*WHAT TO WORK ON*.
• 1. Write out the part of the DCHECK transcript starting with "09:14 PETER: Yeah." and going on through "why that is?".
• 2. Carry on the transcript about DCHECKs from the point where it stops.

09:12 SHARON: Right.

09:14 PETER: Yeah.

09:16 SHARON: So that seems like a good tie-in for the fact that within some
security people, they don't have the most positive impression of DCHECKs, shall
we say? So a couple examples of this, for listeners who maybe aren't familiar
with this, is one person previously on security saying DCHECKs are pronounced
as "code that's not tested". Someone else I told about this episode - I said,
we're going to talk about DCHECKs - they immediately said, is it going to be
about why DCHECKs are bad? So amongst the Chrome security folks, they are not a
huge fan of DCHECKs. Can you tell us maybe why that is?

09:51 PETER: So if we go back a little bit in time, it used to be that DCHECKs
were only built for developers if they do a debug build. And Chrome has gotten
so big that you don't want to do a debug build or the UI is incredibly slow.
Unfortunately, it's sort of not that great an experience to work in a debug
build. So people work in a release build. That doesn't mean that they don't
care about the things they put under DCHECK. It just means they want to go on
with their lives and not wait x minutes for the browser to launch, or however
bad it is nowadays. And that means that they, unfortunately, lose coverage for
the DCHECKs. So this means that if your code is not exercised well under tests,
then this is completely not enforced. But it's slightly better than a comment,
in that you're really expecting this thing to hold true, and that's clearly an
expectation. But how good is the expectation if you don't look at it? So last
year, I believe, we made it so that DCHECKs are on by default if you're not
doing an official build. And this included release builds. So now, it's like at
least if you're doing development and you hit this condition, it's going to
explode, which is really good, because then you can find a lot of issues, and
we can prevent a lot of issues from ever happening in the first place. It is
really hard for you, as a developer, to make the assumption that if this
invariant is ever false, I will find it during development, and it will never
happen in the wild. And DCHECKs are essentially either, I will find this
locally before I submit it, or all bets are off; or it is I don't care that
much if this thing doesn't hold true, which is sort of a weird assertion to
make. So I think we're in this little awkward in-between state. And this
in-between state, remember, mostly exists as a performance optimization from
when CHECKs used to be a lot more expensive, in terms of code size. So did I
cover most of this?

*ROWS*.
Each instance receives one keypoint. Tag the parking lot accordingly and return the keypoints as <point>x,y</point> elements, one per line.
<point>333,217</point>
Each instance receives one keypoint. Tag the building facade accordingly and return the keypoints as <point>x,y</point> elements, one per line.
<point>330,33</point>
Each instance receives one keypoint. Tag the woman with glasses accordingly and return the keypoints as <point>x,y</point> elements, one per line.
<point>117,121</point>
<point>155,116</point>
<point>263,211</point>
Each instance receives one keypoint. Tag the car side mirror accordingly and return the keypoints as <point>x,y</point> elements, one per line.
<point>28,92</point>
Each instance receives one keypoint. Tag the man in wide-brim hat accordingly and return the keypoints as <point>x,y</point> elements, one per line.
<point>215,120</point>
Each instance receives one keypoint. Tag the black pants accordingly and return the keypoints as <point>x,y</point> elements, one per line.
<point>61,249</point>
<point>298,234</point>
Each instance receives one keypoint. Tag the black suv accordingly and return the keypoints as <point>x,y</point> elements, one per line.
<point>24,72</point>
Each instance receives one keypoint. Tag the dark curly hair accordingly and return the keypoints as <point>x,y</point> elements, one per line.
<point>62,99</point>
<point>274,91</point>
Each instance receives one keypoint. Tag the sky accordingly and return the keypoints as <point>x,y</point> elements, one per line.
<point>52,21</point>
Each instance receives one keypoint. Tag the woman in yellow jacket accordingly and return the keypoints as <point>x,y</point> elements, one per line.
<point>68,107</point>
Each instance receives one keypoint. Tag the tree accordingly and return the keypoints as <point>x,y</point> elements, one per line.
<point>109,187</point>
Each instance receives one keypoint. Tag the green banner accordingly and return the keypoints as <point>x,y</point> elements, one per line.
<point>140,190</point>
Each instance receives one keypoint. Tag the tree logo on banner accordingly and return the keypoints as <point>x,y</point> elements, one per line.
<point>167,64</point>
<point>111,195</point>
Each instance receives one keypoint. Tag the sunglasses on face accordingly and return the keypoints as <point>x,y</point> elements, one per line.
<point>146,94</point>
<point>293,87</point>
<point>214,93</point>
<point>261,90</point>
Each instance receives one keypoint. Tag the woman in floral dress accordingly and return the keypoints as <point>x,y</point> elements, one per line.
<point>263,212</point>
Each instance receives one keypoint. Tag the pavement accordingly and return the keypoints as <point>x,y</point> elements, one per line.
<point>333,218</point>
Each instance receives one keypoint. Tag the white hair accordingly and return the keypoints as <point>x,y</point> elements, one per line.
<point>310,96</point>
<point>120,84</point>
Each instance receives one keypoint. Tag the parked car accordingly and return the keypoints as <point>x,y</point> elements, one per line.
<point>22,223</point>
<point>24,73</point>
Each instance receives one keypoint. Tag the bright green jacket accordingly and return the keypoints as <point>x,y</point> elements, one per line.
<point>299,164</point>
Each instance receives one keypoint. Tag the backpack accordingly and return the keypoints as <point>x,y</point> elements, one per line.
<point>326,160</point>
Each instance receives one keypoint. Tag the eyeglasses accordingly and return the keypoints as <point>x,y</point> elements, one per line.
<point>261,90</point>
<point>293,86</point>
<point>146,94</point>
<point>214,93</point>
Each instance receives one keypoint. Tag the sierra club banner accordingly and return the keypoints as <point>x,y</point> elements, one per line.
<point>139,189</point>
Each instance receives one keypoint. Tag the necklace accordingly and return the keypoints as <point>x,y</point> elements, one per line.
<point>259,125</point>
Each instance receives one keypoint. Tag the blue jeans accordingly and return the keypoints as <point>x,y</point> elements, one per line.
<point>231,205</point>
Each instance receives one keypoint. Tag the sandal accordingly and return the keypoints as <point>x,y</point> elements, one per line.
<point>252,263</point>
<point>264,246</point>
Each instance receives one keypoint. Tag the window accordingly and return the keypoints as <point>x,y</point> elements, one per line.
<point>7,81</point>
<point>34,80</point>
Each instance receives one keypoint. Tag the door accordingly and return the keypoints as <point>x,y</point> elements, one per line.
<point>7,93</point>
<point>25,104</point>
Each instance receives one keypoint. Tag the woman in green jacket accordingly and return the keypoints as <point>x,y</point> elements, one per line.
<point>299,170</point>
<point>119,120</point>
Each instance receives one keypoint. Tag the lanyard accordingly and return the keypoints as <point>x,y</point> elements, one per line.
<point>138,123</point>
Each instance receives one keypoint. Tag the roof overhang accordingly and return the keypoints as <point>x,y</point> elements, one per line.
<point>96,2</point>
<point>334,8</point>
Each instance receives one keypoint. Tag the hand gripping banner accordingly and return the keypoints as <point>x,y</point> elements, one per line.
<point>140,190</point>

*ANSWERS BY TASK*.
• 1.
09:14 PETER: Yeah.

09:16 SHARON: So that seems like a good tie-in for the fact that within some
security people, they don't have the most positive impression of DCHECKs, shall
we say? So a couple examples of this, for listeners who maybe aren't familiar
with this, is one person previously on security saying DCHECKs are pronounced
as "code that's not tested". Someone else I told about this episode - I said,
we're going to talk about DCHECKs - they immediately said, is it going to be
about why DCHECKs are bad? So amongst the Chrome security folks, they are not a
huge fan of DCHECKs. Can you tell us maybe why that is?

• 2.
12:06 SHARON: Yeah. I think, based on that, I think it's pretty easy to see why
people who are more concerned about security are not a fan of this.

12:13 PETER: I mean, if you care about it, especially if it causes privacy or
security or user-harm sort of things, just CHECK. Just CHECK, right? If it
makes your code animate a thing slightly weirder, like it will just jump to the
end position instead of going through your fancy little... whatever. Maybe you can
make that a DCHECK. Maybe it doesn't matter. Like it's wrong, but it's not that
bad. But most of the cases, you DCHECK something, where it's like the program
is going to be in some indeterminate state, and we actually care about if it's
ever false. So maybe we can afford to make it a CHECK. Maybe we should look
more about our sort of vector pushbacks than we should look at our CHECKs, and
then just have more CHECKs. More CHECKs. Because it's also like when things
break, it's a lot cheaper to debug a DCHECK than your program is in some
indeterminate state, because it was allowed to pass through a DCHECK that you
thought was - and when you read the code, unless you're used to reading it as
DCHECKs - oh, that just didn't get enforced - it's sort of hard to try to
figure out why the thing was doing the wrong thing in the first place.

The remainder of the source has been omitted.